- Vorliegender Text

Vermummt demonstriert: 18 Strafbefehle liegen vor
Auf eine Demonstration im November 2009 folgen nun Prozesse.
Kaum zehn Monate liegt das Ereignis zurück, auf das sich in diesen Wochen eine ganze Reihe von Gerichtsverfahren am Amtsgericht bezieht: Am 14. November demonstrierten die knapp tausend Teilnehmer eines Protestzugs durch die Freiburger Innenstadt für autonome Zentren und gegen Nazis. Die Demo war nicht angemeldet und etliche Demonstranten waren zumindest zeitweise vermummt. Die Folge: eine umfangreiche Einkesselung, 374 Ermittlungsverfahren und schlussendlich 18 Strafanzeigen der Staatsanwaltschaft.

- Aufgabe
Setzen Sie den Text über die Freiburger Demonstration vom November 2009 im Anschluss an seinen letzten Satz fort. Die nachstehenden Daten sind eigenständiges Material und gehören nicht zum Text.

- Erfasste Daten
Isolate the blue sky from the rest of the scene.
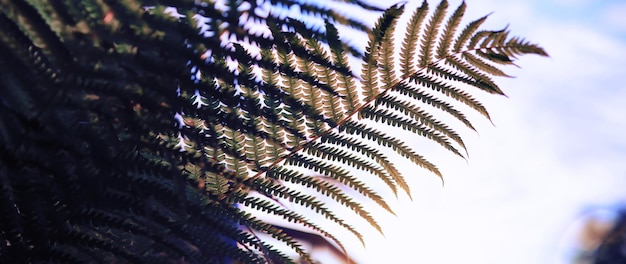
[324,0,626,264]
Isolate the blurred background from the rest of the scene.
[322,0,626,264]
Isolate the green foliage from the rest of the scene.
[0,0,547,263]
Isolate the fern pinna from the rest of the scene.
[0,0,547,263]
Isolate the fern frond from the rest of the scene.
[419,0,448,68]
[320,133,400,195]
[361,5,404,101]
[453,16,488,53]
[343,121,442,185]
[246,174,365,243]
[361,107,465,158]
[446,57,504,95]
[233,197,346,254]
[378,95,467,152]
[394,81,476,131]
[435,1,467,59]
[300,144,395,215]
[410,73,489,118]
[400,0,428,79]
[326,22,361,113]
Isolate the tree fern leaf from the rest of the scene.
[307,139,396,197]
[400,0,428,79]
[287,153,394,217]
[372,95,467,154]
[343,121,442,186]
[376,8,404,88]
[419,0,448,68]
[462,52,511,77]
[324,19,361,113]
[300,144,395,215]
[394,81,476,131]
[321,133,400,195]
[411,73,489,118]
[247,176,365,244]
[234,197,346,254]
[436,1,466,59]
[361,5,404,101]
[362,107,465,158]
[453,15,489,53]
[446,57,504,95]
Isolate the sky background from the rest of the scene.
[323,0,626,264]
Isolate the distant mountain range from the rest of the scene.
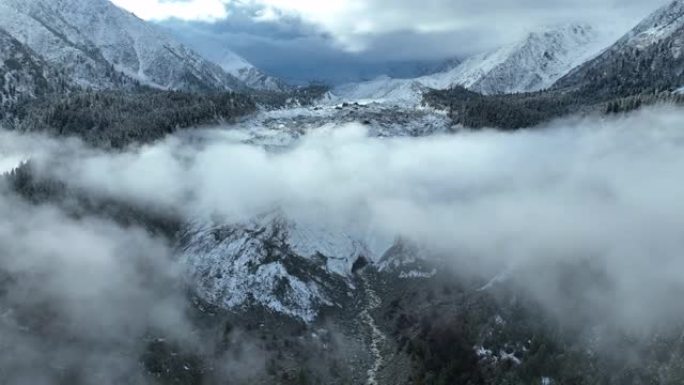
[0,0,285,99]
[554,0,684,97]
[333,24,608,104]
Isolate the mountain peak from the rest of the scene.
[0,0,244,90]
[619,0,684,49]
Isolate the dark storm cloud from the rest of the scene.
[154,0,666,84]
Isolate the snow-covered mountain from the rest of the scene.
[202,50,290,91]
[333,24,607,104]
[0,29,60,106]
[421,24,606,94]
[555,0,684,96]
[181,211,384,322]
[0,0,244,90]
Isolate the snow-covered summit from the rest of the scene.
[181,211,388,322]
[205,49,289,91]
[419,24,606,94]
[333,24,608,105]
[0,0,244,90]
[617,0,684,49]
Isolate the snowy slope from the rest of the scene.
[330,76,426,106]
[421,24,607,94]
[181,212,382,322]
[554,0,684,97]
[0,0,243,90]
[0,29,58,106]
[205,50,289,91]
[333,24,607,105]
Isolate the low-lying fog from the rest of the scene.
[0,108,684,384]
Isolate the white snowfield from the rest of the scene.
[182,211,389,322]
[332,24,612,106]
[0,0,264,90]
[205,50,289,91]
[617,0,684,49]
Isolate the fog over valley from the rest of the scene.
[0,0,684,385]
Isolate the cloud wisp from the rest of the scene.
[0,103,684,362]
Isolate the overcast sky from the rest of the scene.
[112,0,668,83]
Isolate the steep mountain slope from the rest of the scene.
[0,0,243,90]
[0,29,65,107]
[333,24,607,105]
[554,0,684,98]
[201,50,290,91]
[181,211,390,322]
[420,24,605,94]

* * *

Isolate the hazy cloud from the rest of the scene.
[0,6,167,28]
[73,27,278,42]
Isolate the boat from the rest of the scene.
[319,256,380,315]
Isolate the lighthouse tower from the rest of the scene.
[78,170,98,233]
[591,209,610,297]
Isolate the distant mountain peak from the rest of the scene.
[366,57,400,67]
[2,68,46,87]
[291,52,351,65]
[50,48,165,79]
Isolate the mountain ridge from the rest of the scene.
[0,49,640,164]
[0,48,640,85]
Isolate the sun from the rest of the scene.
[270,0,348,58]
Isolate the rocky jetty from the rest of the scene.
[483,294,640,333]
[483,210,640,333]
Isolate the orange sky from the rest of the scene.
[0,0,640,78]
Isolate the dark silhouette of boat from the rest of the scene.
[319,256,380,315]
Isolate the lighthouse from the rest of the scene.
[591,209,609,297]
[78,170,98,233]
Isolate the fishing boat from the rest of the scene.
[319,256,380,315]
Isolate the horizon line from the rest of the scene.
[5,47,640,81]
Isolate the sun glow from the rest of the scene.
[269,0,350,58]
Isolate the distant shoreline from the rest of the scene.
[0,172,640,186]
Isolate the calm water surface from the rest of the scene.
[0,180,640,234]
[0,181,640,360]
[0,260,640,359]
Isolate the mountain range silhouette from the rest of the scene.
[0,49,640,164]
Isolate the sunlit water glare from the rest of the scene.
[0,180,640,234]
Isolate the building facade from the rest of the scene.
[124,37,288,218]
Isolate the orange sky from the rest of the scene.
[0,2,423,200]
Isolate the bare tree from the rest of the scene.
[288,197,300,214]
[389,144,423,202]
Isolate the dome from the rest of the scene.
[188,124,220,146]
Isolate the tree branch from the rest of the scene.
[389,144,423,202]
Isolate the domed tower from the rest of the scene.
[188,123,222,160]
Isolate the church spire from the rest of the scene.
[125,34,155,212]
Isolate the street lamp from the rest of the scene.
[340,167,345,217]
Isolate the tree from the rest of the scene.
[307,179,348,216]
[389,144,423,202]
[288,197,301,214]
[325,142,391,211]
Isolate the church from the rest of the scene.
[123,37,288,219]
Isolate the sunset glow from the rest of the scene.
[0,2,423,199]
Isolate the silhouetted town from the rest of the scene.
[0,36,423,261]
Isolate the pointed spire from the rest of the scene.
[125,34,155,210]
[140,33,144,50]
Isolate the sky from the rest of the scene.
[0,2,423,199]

- Schriftliche Antwort
356 der Ermittlungsverfahren führten zu erkennungsdienstlichen Behandlungen und wurden danach eingestellt. Aus den 18 Strafanzeigen folgten die Strafbefehle des Amtsgerichts – die zwei ersten davon wurden in den vergangenen Tagen vor Gericht verhandelt. Die Vorwürfe in den Verfahren lauten in allen Fällen ähnlich: Verstoß gegen das Versammlungsgesetz und gegen das Vermummungsverbot. In den Widersprüchen gegen die Strafbefehle wird damit argumentiert, dass die Teilnehmer die Beobachtung und das Fotografieren oder Filmen durch Mitglieder der rechten Szene befürchteten, folglich habe man versucht, sich unidentifizierbar zu machen.
Ganz aus der Luft gegriffen war die Idee nicht, dass auch Rechte auf der Demo auftauchen hätten können, gibt als Zeuge der Abschnittsleiter der Polizei beim damaligen Einsatz, Harry Hochuli, an. Immerhin hatte es im Mai 2009 einen solchen Vorfall im Zusammenhang mit einer Demonstration von Linken gegeben: "Da sind auch für uns überraschend plötzlich Rechte in aggressiver Weise auf den Demo-Zug zugelaufen." Um eine solche Situation zu verhindern habe man am 14. November den Versammlungsraum von vornherein abgeriegelt, Rechte seien nicht aufgetaucht.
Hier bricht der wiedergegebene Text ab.